#### DATA FOR THIS TASK

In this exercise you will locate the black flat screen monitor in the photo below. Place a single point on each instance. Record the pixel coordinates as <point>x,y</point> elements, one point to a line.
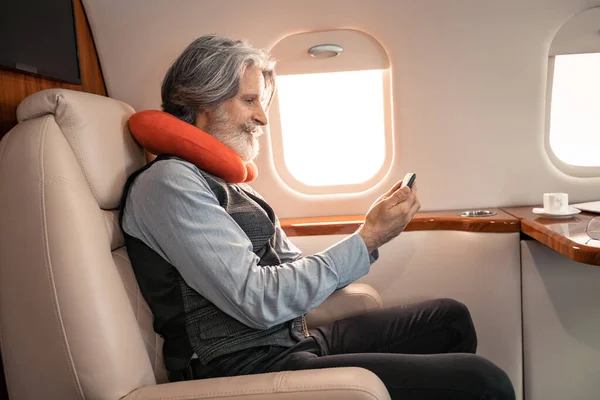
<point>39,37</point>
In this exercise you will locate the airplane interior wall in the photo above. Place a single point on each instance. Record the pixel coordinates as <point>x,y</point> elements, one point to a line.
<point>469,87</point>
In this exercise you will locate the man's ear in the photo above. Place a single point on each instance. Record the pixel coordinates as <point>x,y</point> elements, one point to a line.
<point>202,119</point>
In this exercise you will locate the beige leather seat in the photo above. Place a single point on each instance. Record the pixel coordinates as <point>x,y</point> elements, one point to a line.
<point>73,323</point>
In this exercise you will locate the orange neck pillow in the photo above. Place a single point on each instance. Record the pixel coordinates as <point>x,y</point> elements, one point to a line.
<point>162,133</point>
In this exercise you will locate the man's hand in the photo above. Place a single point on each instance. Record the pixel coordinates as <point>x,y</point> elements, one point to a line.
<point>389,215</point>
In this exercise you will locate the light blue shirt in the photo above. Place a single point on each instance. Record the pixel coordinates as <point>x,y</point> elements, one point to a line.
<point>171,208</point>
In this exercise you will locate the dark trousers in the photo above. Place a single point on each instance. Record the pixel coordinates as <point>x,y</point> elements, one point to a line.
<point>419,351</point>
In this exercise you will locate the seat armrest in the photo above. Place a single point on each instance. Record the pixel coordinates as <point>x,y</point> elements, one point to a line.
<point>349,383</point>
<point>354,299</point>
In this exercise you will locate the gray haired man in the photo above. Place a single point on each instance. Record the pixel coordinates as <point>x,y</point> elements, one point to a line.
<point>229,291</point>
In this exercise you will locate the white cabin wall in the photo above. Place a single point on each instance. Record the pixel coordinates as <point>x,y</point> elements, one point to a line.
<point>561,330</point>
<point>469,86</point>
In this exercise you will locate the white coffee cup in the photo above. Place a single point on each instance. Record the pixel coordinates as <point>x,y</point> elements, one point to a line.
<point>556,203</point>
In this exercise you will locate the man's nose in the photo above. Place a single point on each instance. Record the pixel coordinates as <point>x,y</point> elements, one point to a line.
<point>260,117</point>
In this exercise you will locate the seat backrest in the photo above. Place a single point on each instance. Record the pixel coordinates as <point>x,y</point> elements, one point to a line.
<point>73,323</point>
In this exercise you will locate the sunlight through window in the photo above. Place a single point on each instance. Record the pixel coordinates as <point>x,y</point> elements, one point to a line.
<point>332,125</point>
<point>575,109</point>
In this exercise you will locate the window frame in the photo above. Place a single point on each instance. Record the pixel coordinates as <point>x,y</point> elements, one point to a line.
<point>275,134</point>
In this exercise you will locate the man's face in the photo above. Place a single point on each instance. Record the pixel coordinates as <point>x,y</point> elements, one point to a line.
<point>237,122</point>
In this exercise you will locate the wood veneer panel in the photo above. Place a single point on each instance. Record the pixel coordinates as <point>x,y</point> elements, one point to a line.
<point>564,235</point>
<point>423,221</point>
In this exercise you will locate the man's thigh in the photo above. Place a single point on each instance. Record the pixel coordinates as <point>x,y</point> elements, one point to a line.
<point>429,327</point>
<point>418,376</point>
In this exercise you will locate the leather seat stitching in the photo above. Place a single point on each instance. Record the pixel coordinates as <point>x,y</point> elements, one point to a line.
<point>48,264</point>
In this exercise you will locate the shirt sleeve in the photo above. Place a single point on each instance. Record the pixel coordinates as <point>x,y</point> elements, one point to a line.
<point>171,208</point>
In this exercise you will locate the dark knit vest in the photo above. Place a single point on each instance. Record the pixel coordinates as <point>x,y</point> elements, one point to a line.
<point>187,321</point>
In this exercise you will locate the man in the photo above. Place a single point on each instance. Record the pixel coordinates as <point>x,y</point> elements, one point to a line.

########

**THE REQUEST**
Write out again the lines from the one containing "In this exercise you will locate the man's face" through the one containing "<point>48,264</point>", both included, with the requests left unchanged. In the answers, multiply each x and y coordinate by 1.55 and round it to a whole number, with halves going up.

**EXERCISE ANSWER**
In this exercise you will locate the man's face in the photo above. Place a single point on each instance. Record the pixel coordinates as <point>x,y</point> elements, one point to a line.
<point>367,189</point>
In this exercise you will locate the wood veneer panel in the photo above. Place a single point on each instance. Record the pixel coordinates as <point>x,y</point> elements, one point to a line.
<point>874,364</point>
<point>656,343</point>
In this exercise you will locate the man's thigh in the photo above. Place a single point on each instance. Record the pixel coordinates as <point>x,y</point> elements, one point to a line.
<point>665,507</point>
<point>648,583</point>
In this exercise you will locate the leather seat stitching in the photo above. Place a single point on each instance. Record the pixel coordinates as <point>x,y</point> elements, one point to a line.
<point>74,409</point>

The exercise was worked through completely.